AIM OF THE TASK — Please write out every line of the records below again, requests included, adding 82 to each coordinate in the polygon outlines. Leave the pictures out.
-------- GIVEN RECORDS
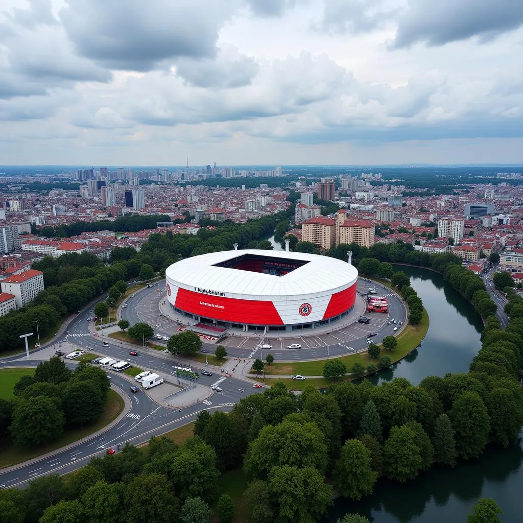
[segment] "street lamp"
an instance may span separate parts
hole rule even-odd
[[[20,338],[26,338],[26,357],[29,358],[29,345],[27,345],[27,338],[30,336],[32,336],[32,333],[30,332],[28,334],[22,334],[20,336]]]
[[[38,330],[38,320],[36,320],[36,332],[38,335],[38,346],[40,347],[40,331]]]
----------------
TASK SOLUTION —
[segment] "street lamp"
an instance may span separate parts
hole rule even-odd
[[[102,420],[108,420],[108,439],[111,440],[111,427],[109,427],[109,420],[112,418],[114,418],[114,415],[112,414],[110,416],[104,416],[102,418]]]
[[[120,412],[120,402],[118,402],[118,414],[120,417],[120,428],[122,429],[122,413]]]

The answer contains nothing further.